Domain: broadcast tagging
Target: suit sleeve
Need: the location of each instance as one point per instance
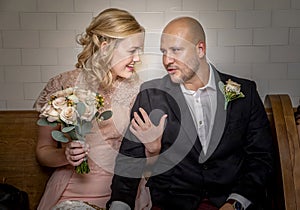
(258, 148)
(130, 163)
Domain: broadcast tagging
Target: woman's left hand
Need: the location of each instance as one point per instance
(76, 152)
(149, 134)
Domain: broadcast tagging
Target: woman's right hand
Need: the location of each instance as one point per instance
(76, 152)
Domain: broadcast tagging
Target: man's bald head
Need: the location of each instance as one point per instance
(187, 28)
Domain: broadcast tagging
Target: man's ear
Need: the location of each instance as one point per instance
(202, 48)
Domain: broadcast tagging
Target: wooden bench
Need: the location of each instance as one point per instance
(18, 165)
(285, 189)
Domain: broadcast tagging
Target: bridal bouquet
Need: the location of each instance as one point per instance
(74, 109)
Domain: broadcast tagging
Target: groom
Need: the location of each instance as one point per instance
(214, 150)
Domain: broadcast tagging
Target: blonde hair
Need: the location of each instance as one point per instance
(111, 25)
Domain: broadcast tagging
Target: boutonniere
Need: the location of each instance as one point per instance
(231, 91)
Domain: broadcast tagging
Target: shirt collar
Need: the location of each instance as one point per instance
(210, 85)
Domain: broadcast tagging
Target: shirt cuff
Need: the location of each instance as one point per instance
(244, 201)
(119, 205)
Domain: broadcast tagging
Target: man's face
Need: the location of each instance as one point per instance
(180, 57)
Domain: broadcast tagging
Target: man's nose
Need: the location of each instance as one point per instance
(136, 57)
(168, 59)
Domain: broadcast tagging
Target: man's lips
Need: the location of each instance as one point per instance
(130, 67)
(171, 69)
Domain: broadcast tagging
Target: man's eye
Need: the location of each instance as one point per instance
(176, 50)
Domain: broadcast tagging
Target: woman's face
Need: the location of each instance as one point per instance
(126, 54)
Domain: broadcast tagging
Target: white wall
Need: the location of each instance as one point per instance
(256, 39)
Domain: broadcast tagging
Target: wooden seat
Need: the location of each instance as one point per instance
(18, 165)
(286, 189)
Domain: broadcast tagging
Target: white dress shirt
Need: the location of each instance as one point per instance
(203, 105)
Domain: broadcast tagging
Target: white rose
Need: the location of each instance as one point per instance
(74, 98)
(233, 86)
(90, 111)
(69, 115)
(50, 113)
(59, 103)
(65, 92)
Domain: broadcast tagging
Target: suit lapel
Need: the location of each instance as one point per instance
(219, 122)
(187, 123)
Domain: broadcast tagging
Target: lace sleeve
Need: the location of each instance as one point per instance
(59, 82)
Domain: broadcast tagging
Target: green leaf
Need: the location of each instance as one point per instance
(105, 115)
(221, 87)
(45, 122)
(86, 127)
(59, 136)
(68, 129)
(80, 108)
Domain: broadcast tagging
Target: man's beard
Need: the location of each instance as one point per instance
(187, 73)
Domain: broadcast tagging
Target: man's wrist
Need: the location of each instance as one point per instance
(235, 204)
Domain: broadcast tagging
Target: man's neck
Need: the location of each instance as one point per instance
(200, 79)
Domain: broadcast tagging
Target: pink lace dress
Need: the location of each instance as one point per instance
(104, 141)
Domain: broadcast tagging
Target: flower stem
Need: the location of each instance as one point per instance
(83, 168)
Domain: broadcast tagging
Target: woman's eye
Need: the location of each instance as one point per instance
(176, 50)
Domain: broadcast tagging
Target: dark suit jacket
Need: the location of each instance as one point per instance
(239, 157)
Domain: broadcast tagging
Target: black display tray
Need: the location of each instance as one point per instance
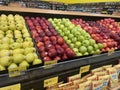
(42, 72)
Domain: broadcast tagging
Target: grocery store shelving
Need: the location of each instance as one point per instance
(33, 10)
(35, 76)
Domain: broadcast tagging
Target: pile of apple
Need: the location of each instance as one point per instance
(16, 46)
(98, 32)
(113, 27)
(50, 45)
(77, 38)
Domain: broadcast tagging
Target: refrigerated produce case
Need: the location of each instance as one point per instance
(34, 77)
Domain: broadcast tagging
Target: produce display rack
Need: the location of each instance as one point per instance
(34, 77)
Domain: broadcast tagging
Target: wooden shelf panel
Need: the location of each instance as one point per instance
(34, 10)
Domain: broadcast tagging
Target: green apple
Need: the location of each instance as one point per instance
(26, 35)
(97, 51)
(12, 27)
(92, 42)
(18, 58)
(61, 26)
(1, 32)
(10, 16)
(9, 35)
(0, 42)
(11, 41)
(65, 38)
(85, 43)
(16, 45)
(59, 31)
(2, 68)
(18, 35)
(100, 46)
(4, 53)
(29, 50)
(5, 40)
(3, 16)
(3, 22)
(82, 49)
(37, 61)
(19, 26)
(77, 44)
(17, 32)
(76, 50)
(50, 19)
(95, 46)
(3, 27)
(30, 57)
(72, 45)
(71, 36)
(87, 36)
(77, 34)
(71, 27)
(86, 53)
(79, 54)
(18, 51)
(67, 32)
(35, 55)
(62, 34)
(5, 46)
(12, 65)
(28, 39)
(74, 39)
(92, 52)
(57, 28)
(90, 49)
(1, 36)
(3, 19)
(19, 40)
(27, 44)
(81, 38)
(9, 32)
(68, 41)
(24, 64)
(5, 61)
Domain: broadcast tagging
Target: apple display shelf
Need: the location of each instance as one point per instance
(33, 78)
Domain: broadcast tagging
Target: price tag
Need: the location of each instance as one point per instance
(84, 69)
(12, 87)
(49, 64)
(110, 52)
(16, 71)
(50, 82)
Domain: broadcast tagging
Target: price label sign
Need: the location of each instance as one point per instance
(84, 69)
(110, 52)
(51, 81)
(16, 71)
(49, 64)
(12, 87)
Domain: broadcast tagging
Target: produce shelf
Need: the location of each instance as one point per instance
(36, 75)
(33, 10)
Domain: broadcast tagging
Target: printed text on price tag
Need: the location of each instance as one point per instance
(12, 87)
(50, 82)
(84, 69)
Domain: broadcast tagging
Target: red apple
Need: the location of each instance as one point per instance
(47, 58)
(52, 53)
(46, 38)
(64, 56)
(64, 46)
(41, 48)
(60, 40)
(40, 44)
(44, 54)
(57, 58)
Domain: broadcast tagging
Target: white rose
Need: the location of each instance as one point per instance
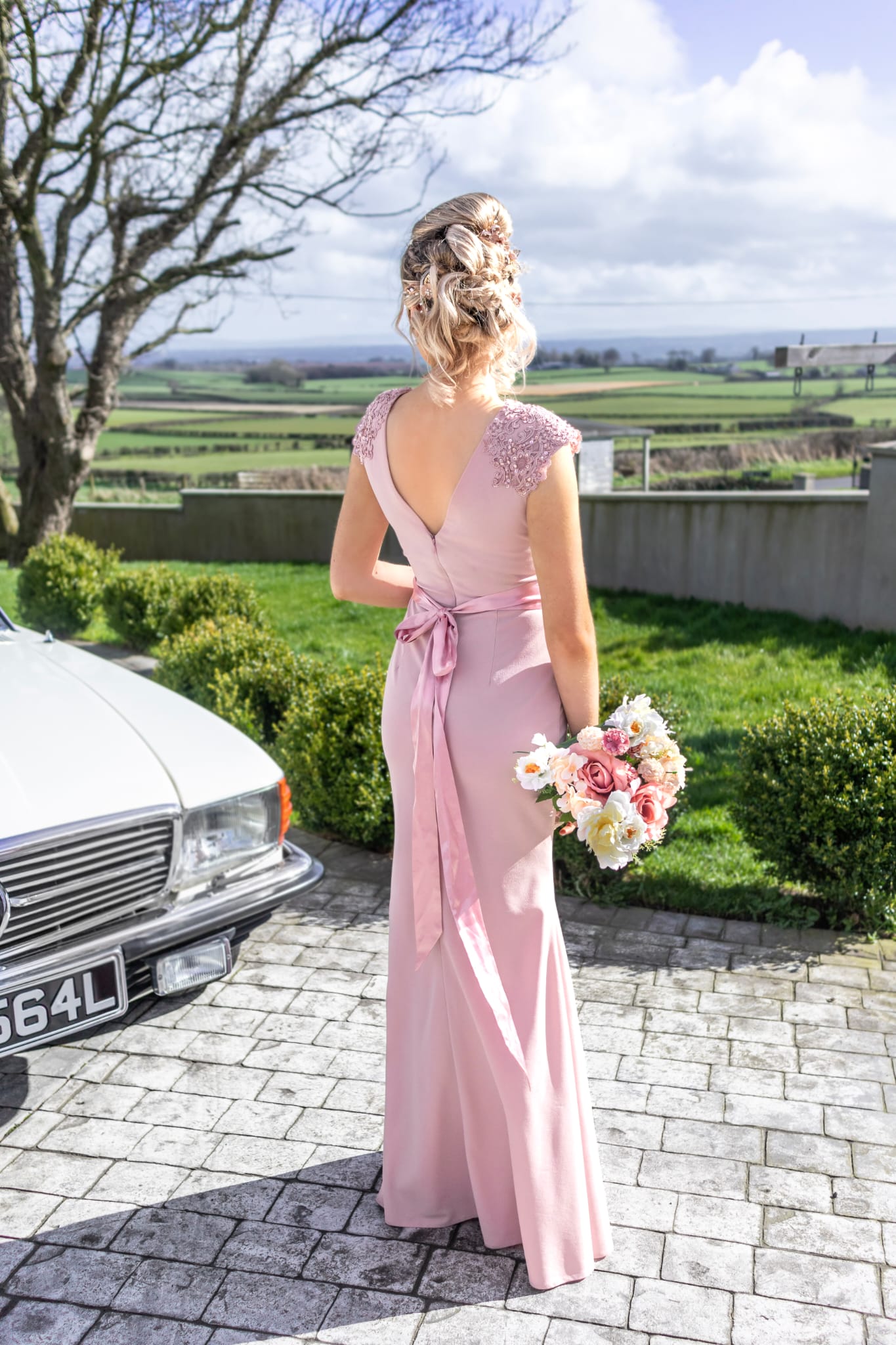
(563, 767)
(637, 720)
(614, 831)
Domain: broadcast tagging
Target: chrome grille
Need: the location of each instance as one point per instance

————

TASK DIRECTIONS
In the copy, include no pictures; restate the listing above exactly.

FINAL ANSWER
Domain: broadcast tagging
Target: suit sleeve
Need: the location of each instance as one point per instance
(258, 148)
(130, 163)
Domain: broadcast tagging
Target: woman's left hand
Need: the location of each instance as one point per instance
(76, 152)
(149, 134)
Domain: broadcast tagging
Target: woman's right hand
Need: the location of each instance as one point per instance
(76, 152)
Domain: broadcast tagging
Target: man's bald head
Need: the location of each instance as one point per instance
(187, 28)
Domain: broadcast tagging
Target: man's ear
Need: the location of each instance as one point per instance
(202, 48)
Domain: broadcast tagging
Target: wooden bench
Need: the location of each instance as one point per instance
(18, 165)
(285, 189)
Domain: broadcast tagging
Target: bridal bouquet
Need: the location of each instance as one point per instance
(74, 109)
Domain: broadcast tagging
Target: groom
Need: the location of each instance as one point per instance
(214, 150)
Domain: broadcast tagging
Target: blonde hair
Need: the location of each instance as one point per instance
(111, 25)
Domain: broadcast tagging
Target: boutonniere
Need: the location of each instance as one point per instance
(231, 91)
Domain: broadcast tagging
Target: shirt collar
Need: the location of each instance as one point per instance
(210, 85)
Domain: broadcast tagging
Target: shirt cuff
Need: the location of each instance as one point per instance
(244, 201)
(119, 205)
Domain: broadcast tagging
Target: man's face
Need: the location of each instance as one point per instance
(180, 57)
Domain: broadcast tagging
Target: man's nose
Need: the location of each instance as one point per instance
(136, 57)
(168, 59)
Domain: broadcast tagging
Target: man's lips
Need: the location of each instance as one point per instance
(130, 67)
(171, 69)
Domain: broadcast tagging
Target: man's eye
Need: the location of each instance as one point per instance
(176, 50)
Domain: broadcast tagging
Target: woman's face
Need: the location of each instance as one point per instance
(126, 54)
Domain: broadcast tagging
Target: white wall
Need: the location of each instance as one point per instance
(256, 39)
Domain: broadcast tagging
Target: wooden seat
Need: the location of each instance as one point per instance
(18, 165)
(286, 189)
Domain: broadcast tagging
Target: white dress shirt
Need: the location of each instance as one point per instance
(203, 105)
Domain: broadcast tagging
Target: white rose
Need: the location of each instance as one point per instance
(74, 98)
(233, 86)
(90, 111)
(69, 115)
(50, 113)
(59, 103)
(65, 92)
Domain: broadcast tagging
Target: suit lapel
Need: the location of each instance as one point per instance
(219, 122)
(187, 123)
Domain: broadcast tagging
Target: lace sleeve
Need: the location of each instance as one point per instance
(59, 82)
Domain: broadcast tagging
Target: green leaf
Need: the location of each instance as one point per instance
(105, 115)
(221, 87)
(45, 122)
(86, 127)
(59, 136)
(68, 129)
(80, 108)
Domain: broadcast tagging
Target: man's beard
Need: the location of each instance as one point per instance
(187, 73)
Domain: broadcast tagging
Target: man's wrist
Need: the location of each instance as one point per instance
(235, 204)
Domain: broadcast tagging
Target: man's neck
Need: the location of each instance as one point per instance
(200, 79)
Domain: broadcast tagging
Target: pink lace dress
Need: the location of each instance as one point per instance
(104, 141)
Domain: broadcast tagging
Target: flower stem
Need: the location of each instance as one point per instance
(83, 168)
Domain: broadcast tagging
Target: woman's eye
Need: the location of each instance as one point per instance
(176, 50)
Domain: broadcast tagging
Target: dark suit jacket
Need: the location of each instance as one point per instance
(239, 157)
Domain: broadcast tagging
Target: black display tray
Need: the location of each instance as one point per instance
(42, 72)
Domain: broadcast tagging
Target: grocery store shelving
Need: the location of each instance as one point per instance
(33, 10)
(35, 76)
Domain: broadcast tagging
Target: pile of apple
Need: the location of each instance as one point per instance
(16, 46)
(98, 32)
(113, 27)
(50, 45)
(77, 38)
Domain: broadcast tagging
Target: refrigerated produce case
Need: the location of each instance as one point per instance
(34, 77)
Domain: broadcast tagging
Target: produce display rack
Need: the location of each instance as one point per instance
(34, 77)
Domain: broadcast tagging
Target: wooden shelf panel
Need: the location of each instance as one point per instance
(34, 10)
Domain: broadcast tagging
Target: green apple
Need: the location of each instance as one point per instance
(26, 35)
(97, 51)
(12, 27)
(92, 42)
(18, 58)
(61, 26)
(1, 32)
(10, 16)
(9, 35)
(0, 42)
(11, 41)
(65, 38)
(85, 43)
(16, 45)
(59, 31)
(2, 68)
(18, 35)
(100, 46)
(4, 53)
(29, 50)
(5, 40)
(3, 16)
(3, 22)
(82, 49)
(37, 61)
(19, 26)
(77, 44)
(17, 32)
(76, 50)
(50, 19)
(95, 46)
(3, 27)
(30, 57)
(72, 45)
(71, 36)
(87, 36)
(77, 34)
(71, 27)
(86, 53)
(79, 54)
(18, 51)
(67, 32)
(35, 55)
(62, 34)
(5, 46)
(12, 65)
(28, 39)
(74, 39)
(92, 52)
(57, 28)
(90, 49)
(1, 36)
(3, 19)
(19, 40)
(27, 44)
(81, 38)
(9, 32)
(68, 41)
(24, 64)
(5, 61)
Domain: broadcast tagging
Target: apple display shelf
Need: the location of each instance as one point per instance
(33, 78)
Domain: broadcast tagging
Target: price tag
Need: the location of each instance as one point per instance
(84, 69)
(12, 87)
(49, 64)
(110, 52)
(16, 71)
(50, 82)
Domain: broadcast tagging
Target: price label sign
Need: the location of each instance as one point per instance
(84, 69)
(110, 52)
(51, 81)
(16, 71)
(49, 64)
(12, 87)
Domain: broadcast tagging
Target: produce shelf
Need: the location of each instance as one point per instance
(36, 75)
(33, 10)
Domain: broadcast tagging
Target: printed text on price tag
Need: the location of each instance as one point per instance
(12, 87)
(50, 82)
(84, 69)
Domain: broadcast tagging
Target: red apple
Need: the location of each instance as one point per instance
(47, 58)
(52, 53)
(46, 38)
(64, 56)
(64, 46)
(41, 48)
(60, 40)
(40, 44)
(44, 54)
(57, 58)
Domain: broadcast tagging
Target: white rose
Need: the location of each instance as one point per instance
(563, 767)
(637, 720)
(614, 831)
Domain: broadcast tagging
Target: chrome grille
Need: the location of each instance as one point per instance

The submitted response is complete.